Problem statement
Which lines in the items below contain the string "coat"? List each of them in full, treating uppercase and lowercase as different.

Data shown
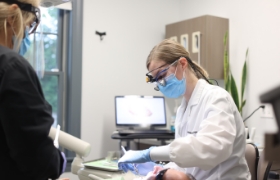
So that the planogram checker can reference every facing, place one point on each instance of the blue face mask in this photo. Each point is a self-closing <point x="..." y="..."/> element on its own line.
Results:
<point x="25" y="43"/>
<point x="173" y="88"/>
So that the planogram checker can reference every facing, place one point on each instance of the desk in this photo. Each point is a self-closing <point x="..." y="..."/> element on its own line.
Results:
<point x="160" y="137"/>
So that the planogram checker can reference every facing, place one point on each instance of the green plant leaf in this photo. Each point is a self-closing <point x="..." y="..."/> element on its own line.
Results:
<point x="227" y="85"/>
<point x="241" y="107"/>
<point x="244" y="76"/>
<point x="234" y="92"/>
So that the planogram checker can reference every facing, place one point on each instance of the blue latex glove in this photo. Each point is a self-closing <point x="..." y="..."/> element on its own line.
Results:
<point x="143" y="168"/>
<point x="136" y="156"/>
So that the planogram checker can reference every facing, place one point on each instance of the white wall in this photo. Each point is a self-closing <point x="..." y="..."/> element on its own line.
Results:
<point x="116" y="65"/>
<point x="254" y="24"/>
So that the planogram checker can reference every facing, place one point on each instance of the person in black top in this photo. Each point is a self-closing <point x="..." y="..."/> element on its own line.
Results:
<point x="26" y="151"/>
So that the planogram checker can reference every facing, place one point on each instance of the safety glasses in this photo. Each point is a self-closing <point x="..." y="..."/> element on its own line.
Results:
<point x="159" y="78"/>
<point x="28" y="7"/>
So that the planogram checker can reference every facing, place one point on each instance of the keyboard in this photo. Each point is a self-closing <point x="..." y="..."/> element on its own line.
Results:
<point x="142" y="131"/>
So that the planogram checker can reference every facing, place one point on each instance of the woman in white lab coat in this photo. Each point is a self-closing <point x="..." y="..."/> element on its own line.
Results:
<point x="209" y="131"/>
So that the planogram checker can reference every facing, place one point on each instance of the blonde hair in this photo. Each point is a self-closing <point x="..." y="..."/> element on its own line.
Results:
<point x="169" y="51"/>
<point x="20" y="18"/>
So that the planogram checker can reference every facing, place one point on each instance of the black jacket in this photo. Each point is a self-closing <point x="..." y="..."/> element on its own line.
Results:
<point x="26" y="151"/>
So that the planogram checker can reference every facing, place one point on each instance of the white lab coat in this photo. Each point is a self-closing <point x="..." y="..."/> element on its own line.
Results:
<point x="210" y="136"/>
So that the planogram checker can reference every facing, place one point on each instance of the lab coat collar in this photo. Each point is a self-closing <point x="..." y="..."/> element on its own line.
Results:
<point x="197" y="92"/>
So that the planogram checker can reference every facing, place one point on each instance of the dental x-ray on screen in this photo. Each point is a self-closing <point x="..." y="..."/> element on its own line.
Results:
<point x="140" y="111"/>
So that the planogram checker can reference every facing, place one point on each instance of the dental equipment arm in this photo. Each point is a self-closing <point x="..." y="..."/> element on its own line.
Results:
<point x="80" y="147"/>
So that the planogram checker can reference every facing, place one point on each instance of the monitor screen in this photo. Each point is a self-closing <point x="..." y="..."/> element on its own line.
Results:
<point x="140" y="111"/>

* * *

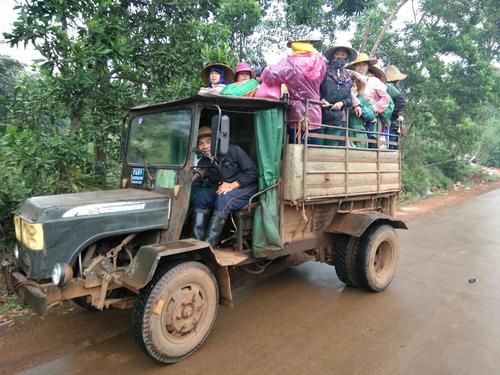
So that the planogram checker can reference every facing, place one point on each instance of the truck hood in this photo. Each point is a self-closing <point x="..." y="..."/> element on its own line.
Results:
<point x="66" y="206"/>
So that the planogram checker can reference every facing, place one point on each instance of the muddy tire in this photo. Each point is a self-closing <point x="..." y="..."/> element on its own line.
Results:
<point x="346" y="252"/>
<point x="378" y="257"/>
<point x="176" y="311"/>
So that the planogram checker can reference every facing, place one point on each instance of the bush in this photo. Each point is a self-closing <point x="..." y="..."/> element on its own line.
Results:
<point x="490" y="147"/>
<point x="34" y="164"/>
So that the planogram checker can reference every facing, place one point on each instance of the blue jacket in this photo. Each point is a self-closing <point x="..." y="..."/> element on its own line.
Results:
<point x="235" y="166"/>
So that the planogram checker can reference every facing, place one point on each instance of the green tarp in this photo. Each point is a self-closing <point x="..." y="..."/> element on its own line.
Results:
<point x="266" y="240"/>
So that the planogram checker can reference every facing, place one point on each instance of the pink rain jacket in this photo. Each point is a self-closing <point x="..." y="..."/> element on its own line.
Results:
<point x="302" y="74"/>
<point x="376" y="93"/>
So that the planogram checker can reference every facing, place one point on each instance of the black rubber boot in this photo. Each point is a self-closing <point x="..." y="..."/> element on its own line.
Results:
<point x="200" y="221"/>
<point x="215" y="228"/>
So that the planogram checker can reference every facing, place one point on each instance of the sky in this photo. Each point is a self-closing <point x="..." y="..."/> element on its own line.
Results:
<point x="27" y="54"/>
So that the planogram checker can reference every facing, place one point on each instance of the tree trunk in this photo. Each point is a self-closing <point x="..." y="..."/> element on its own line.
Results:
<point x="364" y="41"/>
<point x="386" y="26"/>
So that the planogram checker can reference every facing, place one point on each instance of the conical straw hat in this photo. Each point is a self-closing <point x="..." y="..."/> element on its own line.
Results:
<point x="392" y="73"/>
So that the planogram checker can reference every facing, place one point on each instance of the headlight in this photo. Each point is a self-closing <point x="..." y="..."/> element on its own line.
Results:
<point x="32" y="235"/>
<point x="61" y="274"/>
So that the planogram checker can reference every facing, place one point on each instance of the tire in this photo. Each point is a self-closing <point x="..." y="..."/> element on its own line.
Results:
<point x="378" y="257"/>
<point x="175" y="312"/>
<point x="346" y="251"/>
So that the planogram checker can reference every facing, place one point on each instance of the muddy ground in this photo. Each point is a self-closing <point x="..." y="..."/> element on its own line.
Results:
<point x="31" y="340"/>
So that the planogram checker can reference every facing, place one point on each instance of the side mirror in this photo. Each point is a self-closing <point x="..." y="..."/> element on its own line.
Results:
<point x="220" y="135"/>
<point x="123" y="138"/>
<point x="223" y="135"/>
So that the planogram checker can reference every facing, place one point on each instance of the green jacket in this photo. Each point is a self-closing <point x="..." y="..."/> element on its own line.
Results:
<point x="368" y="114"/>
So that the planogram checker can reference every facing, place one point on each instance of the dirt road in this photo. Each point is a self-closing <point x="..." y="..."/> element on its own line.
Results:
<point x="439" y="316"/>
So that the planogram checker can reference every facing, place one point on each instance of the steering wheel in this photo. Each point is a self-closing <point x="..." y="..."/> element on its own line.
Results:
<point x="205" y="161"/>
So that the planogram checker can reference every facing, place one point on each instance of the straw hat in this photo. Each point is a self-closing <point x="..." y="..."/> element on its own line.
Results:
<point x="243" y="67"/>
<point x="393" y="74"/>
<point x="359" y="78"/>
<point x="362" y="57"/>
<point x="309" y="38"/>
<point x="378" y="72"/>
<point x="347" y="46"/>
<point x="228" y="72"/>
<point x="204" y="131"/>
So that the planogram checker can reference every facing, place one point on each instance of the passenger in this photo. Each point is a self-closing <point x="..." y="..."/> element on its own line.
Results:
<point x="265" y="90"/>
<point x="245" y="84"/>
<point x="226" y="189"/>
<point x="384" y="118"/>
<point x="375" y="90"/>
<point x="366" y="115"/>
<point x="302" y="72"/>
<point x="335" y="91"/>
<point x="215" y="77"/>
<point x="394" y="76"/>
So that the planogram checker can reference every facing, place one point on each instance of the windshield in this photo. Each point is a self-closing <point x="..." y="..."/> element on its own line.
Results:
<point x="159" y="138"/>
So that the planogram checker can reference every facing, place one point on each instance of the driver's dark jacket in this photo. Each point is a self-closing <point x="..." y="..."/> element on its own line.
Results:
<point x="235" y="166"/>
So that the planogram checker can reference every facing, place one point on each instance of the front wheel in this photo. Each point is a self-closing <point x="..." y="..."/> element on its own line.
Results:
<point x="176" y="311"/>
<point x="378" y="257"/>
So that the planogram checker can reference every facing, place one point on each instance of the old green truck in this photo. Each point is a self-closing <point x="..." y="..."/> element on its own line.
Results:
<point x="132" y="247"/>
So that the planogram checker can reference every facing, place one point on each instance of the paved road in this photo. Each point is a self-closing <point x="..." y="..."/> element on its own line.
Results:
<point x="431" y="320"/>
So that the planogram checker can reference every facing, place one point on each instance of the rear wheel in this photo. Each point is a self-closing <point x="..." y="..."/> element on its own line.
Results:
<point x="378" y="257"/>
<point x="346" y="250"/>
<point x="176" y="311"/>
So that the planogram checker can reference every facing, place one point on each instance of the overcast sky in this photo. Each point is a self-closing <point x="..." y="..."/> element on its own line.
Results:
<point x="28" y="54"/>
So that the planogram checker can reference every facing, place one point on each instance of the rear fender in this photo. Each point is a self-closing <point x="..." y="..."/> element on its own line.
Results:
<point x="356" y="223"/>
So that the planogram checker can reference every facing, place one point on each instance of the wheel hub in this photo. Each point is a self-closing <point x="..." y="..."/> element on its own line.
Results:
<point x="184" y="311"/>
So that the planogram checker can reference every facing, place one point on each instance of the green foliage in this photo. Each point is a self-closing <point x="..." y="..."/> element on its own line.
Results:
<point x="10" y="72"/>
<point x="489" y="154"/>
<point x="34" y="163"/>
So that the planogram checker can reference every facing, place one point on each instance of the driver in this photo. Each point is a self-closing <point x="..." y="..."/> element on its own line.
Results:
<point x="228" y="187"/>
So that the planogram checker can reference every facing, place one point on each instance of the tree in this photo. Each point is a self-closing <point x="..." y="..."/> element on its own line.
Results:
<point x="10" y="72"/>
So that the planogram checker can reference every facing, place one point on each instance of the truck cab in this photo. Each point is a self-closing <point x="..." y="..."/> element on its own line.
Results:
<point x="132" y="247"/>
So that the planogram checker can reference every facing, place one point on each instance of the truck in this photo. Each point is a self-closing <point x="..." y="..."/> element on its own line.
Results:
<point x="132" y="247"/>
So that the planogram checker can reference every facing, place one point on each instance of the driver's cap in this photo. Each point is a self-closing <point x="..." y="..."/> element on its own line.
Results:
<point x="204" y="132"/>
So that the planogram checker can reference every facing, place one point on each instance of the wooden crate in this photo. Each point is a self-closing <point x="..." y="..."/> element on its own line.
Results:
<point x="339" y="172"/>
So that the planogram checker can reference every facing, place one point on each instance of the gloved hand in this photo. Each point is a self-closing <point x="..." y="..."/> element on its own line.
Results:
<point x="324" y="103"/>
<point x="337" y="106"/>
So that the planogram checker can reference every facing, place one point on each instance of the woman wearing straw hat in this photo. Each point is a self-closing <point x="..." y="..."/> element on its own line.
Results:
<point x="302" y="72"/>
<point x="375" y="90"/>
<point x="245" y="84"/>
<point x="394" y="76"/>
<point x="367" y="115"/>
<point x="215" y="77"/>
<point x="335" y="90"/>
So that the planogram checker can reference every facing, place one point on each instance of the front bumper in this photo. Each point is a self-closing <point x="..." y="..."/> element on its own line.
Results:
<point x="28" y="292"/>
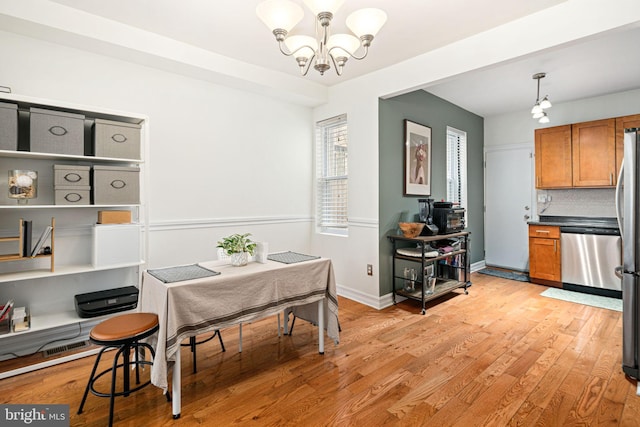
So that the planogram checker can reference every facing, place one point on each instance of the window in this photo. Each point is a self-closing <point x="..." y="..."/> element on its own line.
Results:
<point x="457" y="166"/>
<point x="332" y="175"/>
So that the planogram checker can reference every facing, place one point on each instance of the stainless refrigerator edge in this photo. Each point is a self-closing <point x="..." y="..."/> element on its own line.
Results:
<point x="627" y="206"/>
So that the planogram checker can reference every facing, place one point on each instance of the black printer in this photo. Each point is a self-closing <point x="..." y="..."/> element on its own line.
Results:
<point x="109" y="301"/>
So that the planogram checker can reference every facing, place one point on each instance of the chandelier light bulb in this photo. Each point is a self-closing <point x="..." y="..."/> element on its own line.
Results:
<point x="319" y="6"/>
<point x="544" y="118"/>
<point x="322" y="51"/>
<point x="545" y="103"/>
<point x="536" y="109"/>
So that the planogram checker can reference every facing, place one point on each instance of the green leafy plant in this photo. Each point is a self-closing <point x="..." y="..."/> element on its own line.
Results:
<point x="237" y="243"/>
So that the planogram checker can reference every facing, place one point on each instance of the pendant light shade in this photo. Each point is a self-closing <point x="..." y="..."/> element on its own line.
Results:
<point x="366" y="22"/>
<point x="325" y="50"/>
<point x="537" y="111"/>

* * *

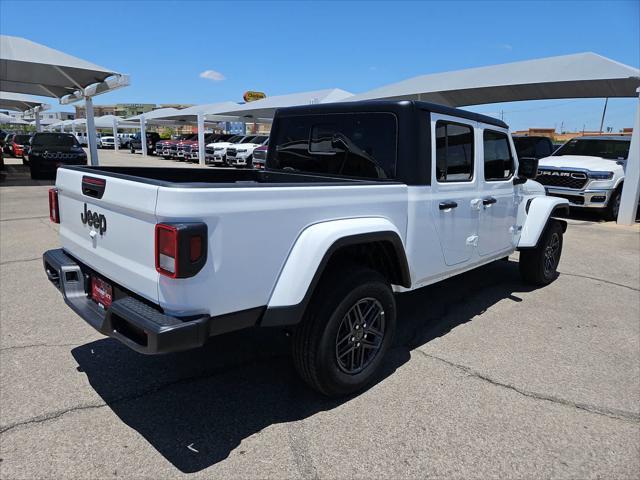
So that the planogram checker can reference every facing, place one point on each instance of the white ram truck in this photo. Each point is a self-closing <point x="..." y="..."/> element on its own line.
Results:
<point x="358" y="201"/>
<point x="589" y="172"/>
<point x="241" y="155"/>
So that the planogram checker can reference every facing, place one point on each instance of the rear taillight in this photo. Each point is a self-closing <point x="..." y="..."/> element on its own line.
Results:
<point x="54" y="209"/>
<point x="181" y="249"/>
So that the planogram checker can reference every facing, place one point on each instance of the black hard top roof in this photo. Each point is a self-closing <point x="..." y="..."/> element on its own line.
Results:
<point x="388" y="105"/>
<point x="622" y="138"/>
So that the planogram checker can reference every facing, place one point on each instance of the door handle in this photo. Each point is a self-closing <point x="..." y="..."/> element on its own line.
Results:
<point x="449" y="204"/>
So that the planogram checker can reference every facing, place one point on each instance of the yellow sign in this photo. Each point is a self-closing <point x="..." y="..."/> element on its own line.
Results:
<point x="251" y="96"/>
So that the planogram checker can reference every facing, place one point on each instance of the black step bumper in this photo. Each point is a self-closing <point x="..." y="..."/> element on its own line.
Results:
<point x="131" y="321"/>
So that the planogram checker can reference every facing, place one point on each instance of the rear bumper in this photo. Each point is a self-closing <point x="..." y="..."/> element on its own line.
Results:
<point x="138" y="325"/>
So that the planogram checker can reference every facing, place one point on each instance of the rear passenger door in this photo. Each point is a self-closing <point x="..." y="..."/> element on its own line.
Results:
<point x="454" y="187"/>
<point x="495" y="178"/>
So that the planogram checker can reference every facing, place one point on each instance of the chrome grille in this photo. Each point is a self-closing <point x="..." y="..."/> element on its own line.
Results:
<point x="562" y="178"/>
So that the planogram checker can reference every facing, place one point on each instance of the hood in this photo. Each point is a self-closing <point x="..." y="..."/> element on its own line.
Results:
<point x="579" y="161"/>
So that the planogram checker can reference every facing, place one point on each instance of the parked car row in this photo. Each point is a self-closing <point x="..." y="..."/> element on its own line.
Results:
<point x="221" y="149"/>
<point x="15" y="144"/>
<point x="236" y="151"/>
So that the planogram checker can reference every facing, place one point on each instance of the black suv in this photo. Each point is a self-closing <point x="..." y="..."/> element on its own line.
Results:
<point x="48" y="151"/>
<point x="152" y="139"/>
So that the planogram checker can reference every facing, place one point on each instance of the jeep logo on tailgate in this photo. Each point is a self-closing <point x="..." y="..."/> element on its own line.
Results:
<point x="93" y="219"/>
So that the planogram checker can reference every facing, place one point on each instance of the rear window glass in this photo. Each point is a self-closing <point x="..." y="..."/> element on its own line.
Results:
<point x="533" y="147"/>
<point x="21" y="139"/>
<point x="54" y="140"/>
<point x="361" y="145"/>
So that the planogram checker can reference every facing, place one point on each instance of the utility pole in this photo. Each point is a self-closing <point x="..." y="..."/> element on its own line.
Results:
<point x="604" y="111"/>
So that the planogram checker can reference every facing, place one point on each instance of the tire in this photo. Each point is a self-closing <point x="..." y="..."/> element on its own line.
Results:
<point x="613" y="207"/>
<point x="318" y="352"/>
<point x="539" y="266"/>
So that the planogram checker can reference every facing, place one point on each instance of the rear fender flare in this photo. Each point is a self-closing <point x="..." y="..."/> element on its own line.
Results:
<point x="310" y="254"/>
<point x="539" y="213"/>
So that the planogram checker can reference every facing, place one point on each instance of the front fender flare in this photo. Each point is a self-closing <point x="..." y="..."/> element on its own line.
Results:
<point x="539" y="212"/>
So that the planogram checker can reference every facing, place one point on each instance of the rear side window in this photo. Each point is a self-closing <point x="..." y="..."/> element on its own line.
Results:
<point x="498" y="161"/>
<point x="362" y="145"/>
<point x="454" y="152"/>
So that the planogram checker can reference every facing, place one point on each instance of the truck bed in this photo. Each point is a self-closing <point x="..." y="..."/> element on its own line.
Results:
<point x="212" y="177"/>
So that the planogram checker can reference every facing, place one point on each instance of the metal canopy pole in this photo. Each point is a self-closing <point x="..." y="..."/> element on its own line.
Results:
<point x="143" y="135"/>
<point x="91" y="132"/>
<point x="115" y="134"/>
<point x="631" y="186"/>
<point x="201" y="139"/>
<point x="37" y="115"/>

Written solution
So that the planogram checker can reference every facing, place one point on each instance of the woman in white lab coat in this photo. Each point is a self-closing <point x="..." y="..."/> element on its own line.
So that the planogram checker can reference every facing, place one point on each instance of the white lab coat in this photo. Each point is a self-closing <point x="..." y="..."/> element on its own line.
So that the planogram checker can reference every facing, place one point on each instance of the lab coat collar in this photo. Each point is a self-closing <point x="..." y="..."/> element on its own line.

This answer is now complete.